Entries for bounding-box labeling:
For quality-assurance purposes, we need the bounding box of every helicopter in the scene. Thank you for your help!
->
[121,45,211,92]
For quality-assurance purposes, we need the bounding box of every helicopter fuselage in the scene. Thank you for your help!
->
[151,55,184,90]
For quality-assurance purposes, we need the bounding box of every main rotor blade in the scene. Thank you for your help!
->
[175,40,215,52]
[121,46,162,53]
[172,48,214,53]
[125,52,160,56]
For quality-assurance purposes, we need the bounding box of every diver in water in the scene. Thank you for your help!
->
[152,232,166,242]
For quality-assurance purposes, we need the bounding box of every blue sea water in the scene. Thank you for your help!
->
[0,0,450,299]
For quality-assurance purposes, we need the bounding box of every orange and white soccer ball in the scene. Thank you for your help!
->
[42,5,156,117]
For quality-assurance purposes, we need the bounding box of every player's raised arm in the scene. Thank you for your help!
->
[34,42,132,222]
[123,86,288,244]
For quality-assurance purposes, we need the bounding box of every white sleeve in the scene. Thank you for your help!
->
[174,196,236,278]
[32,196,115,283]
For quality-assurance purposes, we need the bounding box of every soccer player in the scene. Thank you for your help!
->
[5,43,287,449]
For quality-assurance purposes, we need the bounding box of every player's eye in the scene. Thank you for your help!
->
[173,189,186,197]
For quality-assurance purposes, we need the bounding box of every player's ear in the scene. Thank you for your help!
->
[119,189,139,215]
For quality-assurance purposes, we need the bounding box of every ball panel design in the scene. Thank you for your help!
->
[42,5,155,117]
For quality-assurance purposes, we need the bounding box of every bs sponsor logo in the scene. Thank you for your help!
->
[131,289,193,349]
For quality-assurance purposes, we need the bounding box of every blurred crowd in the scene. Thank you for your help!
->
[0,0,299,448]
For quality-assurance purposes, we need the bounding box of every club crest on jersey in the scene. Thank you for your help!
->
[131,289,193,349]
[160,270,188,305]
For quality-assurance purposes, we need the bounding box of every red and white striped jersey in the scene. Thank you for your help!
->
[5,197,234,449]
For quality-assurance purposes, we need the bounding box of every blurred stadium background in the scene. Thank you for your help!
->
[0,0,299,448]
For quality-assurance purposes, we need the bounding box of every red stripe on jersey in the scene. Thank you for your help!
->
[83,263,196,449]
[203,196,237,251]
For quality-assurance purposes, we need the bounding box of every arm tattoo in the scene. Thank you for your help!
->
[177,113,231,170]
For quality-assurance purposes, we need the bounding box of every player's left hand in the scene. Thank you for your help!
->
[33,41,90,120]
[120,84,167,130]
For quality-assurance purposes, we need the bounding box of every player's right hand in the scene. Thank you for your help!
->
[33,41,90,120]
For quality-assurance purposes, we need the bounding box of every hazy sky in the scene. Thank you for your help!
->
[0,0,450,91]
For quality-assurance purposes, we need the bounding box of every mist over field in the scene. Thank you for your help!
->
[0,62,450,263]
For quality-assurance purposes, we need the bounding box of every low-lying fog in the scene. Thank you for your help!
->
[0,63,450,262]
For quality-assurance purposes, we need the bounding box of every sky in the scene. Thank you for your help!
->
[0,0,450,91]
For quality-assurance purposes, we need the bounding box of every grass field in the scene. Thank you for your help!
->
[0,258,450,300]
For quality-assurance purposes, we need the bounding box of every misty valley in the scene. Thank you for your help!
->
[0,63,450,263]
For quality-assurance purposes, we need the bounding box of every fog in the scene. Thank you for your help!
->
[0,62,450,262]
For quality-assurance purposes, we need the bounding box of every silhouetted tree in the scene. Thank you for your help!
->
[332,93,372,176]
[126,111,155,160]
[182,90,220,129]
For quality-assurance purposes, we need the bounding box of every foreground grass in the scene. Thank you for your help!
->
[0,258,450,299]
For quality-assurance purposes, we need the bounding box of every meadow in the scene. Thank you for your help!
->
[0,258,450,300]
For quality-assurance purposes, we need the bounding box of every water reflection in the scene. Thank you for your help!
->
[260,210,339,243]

_Given request_. Extract each line of the listing above and reproduce every one verbatim.

_Reply_.
For quality-assurance purposes, we need the bounding box of every helicopter in the scene. Thank you for your help!
->
[121,45,211,92]
For quality-assurance purposes, we need the bounding box of every helicopter fuselage in the scene. Thank you for your help!
->
[151,55,184,90]
For quality-assurance purposes, we need the bounding box of every main rotor blade in the scene. Thank you for your help!
->
[175,40,215,52]
[121,46,162,53]
[172,48,214,53]
[125,52,160,56]
For quality-assurance purposes, we need the bounding box of every diver in water in the scene. Thank you for your help!
->
[152,232,166,242]
For quality-assurance purposes, we need the bounding box of every blue sea water in the scene. Thank you for your help!
->
[0,0,450,299]
For quality-assurance purposes, we need the bounding box of every orange and white soccer ball in the scene. Thank you for your help!
->
[42,5,156,117]
For quality-assurance purposes, we need the bounding box of every player's raised arm in the scene. Thank you for your help!
->
[34,42,132,222]
[123,86,288,244]
For quality-assurance purposes, we need the bounding box of every white sleeve in the scene. Thank you for your help!
->
[174,196,236,278]
[32,196,115,283]
For quality-assurance purposes, we need the bounding box of every soccer player in the scene. Thank you for your help!
->
[5,43,287,449]
For quality-assurance purposes, we need the bounding box of every player's eye in the scene. Thank you for your help!
->
[173,189,186,197]
For quality-assurance purposes, we need the bounding box of every player's ear in the scene. Thank you for your help!
->
[119,189,139,215]
For quality-assurance purposes, we need the bounding box of every ball panel design in the scene. Thank you for your help!
->
[42,5,155,117]
For quality-assurance purposes, we need the bounding box of every bs sponsor logo in the scene. Thank you for your help!
->
[131,289,193,349]
For quality-assurance purposes, we need the bounding box of every blurred crowd in the scene. Thank you for your help!
->
[0,0,299,448]
For quality-assurance purposes, we need the bounding box of every club crest on jersey in the scene. Thank you for your help!
->
[131,289,193,349]
[160,270,188,305]
For quality-assurance purposes, we need the bounding box of every red and white striped jersey in the scene. Thank you for your help!
->
[5,197,234,449]
For quality-assurance purposes, we need the bounding box of every blurred stadium background in the scene. Thank you for your help!
->
[0,0,299,448]
For quality-assurance purposes, we need the bounding box of every red stripe on jersey in the scene. Thank you for your help!
->
[83,263,196,449]
[203,196,237,251]
For quality-assurance purposes, we need the bounding box of every arm tattoo in the scene. Thank you for your help!
->
[177,113,231,170]
For quality-assurance purposes, we need the bounding box of every player's left hand in the scene. Thank you for your help!
->
[33,41,90,120]
[120,84,167,130]
For quality-assurance purposes, we need the bounding box of every player's right hand in the scene. Thank you for your help!
->
[33,41,90,120]
For quality-assurance purposes, we need the bounding box of every hazy sky in the scene. Thank you for your help!
->
[0,0,450,91]
For quality-assurance purposes, we need the bounding box of every mist over field in the scene. Thank you for your help!
->
[0,62,450,263]
For quality-assurance purposes, we need the bounding box of every low-lying fog in the scene. Thank you for your help!
->
[0,63,450,262]
For quality-assurance purposes, we need the bounding box of every sky in the scene. Thank you for your help!
->
[0,0,450,91]
For quality-assurance purposes, we need the bounding box of every grass field in the scene. Thank you for your help!
->
[0,258,450,300]
For quality-assurance purposes, we need the bounding box of every misty valley in the scene. Thank you for your help!
->
[0,63,450,263]
For quality-assurance purposes, we need the bounding box of every fog in the scene. Thank you for your help!
->
[0,62,450,262]
For quality-assurance purposes, we need the bounding box of every silhouetted tree in the scene. Thank you for your help!
->
[332,93,372,176]
[126,111,155,160]
[182,90,220,129]
For quality-assurance purposes, we need the bounding box of every foreground grass in the scene. Thank you for your help!
->
[0,258,450,299]
For quality-assurance purposes, we need the bounding box of every meadow in the scene. Thank you for your help!
->
[0,258,450,300]
For quality-assurance purposes, we need the bounding box of every water reflection in the scene. Thank you for your help!
->
[260,210,339,243]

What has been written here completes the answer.